### [Work instruction]
Return every line of the data below, exactly.

### [Records supplied]
:::
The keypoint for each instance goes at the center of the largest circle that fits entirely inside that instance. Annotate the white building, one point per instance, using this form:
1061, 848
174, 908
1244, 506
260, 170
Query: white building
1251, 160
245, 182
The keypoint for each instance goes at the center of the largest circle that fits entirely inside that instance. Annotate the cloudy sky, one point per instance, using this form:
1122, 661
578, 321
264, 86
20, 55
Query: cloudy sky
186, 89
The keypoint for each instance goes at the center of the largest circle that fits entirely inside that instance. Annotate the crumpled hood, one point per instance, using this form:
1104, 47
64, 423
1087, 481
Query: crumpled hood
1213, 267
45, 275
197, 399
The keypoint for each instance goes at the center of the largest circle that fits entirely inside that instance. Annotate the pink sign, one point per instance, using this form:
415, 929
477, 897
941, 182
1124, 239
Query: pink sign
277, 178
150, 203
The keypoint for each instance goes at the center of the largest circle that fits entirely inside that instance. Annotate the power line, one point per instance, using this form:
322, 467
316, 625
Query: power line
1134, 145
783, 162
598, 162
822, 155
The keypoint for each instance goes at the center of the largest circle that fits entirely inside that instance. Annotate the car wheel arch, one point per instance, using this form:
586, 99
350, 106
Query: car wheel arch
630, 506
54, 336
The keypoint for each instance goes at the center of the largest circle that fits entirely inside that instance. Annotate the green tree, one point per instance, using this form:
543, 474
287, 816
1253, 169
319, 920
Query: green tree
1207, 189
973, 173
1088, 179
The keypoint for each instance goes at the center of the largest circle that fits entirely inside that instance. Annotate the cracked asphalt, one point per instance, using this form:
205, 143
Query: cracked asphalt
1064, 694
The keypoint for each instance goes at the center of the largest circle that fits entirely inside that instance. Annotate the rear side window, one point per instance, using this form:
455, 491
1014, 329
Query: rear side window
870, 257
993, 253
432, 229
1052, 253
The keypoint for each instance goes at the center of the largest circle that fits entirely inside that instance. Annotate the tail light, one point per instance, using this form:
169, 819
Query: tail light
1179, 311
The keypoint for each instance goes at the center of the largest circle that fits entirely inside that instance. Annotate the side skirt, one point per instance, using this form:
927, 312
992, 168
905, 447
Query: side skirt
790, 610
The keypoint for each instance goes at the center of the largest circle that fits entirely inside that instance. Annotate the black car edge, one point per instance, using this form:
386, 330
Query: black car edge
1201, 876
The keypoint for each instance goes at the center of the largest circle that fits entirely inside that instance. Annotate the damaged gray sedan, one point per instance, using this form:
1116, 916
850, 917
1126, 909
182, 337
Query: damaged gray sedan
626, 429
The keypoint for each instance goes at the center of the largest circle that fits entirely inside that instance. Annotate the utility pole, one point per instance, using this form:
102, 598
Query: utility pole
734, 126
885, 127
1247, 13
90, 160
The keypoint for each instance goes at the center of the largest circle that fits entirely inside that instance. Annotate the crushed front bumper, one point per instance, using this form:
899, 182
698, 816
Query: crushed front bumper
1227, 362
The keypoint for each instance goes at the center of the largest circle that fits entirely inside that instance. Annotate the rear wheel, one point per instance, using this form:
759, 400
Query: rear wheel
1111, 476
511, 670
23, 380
:::
### [Written answer]
The keypoint for each instance goes at the center of the largest circle that fits entirely inside that instance. Annotate the white building, one point per instance, using this form:
1061, 848
174, 908
1244, 506
260, 170
Query: white building
1251, 160
245, 182
The keypoint for each instance goes at the center of the largest circle that fits entirely inside that instance. Annotate the cloudy sky, one point per instance, using this form:
1122, 661
578, 321
264, 86
20, 55
Query: cloudy sky
186, 89
The keypoint for each instance goes at the center of the largest circle that fits entirely inside that instance. Annotate the crumpled hood, one point per instance, using this form:
1104, 47
64, 423
1087, 481
Query: crumpled hood
1213, 267
45, 275
197, 399
The keypoint for each instance goes at the center of the largest circle that fits entirely inside that instance. Annotate the pink sign, one point per instance, using this form:
415, 929
477, 897
941, 182
1124, 239
Query: pink sign
277, 178
150, 203
The keypoint for each instance goes at the center of the largest circle that fits entirely inside that instance. Annotate the power line, one point per instance, using this form:
322, 467
316, 625
Query: power line
1134, 145
783, 162
598, 162
822, 155
The keypoint for each instance goes at the center of the largest circle that fits entirely inside that instance. Annotate the car wheel arch, one point per instance, using this form:
586, 99
350, 106
Query: car wheel arch
630, 506
54, 336
The keypoint for each instance goes at the center of the largest circle that fits entirely inside that instance. Annotate the green tree, one point per instance, using this form:
543, 474
287, 816
1253, 169
319, 920
Query: green tree
1207, 189
973, 173
1088, 179
The keypoint for each instance goes at the center of the largest circle that fits entirely inside that instance. Annotate the cracked asphalt, one point per instance, using this form:
205, 143
Query: cracked asphalt
1064, 694
The keypoint for each instance goes at the center of the largest circle that fits entirely inside that instance. Annotate the rear side window, one point per instance, using this form:
455, 491
1014, 329
Query: rear side window
870, 257
993, 253
432, 229
1052, 253
The keypoint for each instance goes at the center of the largest circle that fits entirely inside that instance. Annotate the tail light, one point per instance, using this form:
169, 819
Query: tail light
1179, 311
The keypoint for each instance goes at the center of the largest circle that fits entirely inside that instance. Annotate the side skirt, one point per instance, using this form:
927, 312
992, 168
905, 447
Query: side skirt
790, 610
The keypoint for each instance goes at the center of the largest circle that fits entirely inside that instance. Annotate the black car edge, one point per instance, using this form:
386, 330
Query: black car edge
1201, 876
The keypoint for each instance goes at the center of the largest circle that fits entirely inside that instance. Annotate the damaged gray sedan, one point per instance, using this form:
1116, 916
850, 917
1126, 909
182, 337
Query: damaged gray sedan
626, 429
The keypoint for each instance goes at the center of the largest circle that fits entirely inside that instance. Annotate the utility pole, one point per instance, using this form:
102, 598
Query: utility pole
734, 126
885, 127
1247, 13
90, 160
The keypoint for each instance goes at the center of the largest circle that fits entirely inside that instance. Annotate the crushed front bumper, one point per instance, using this form:
899, 182
698, 816
Query: crushed front bumper
1227, 362
The keypoint for each instance goes at the center of the largest circle that fits entirely inside that instance. Annotate the rear wheel, one point per instance, using this form:
759, 400
Query: rear wheel
1111, 476
511, 670
23, 380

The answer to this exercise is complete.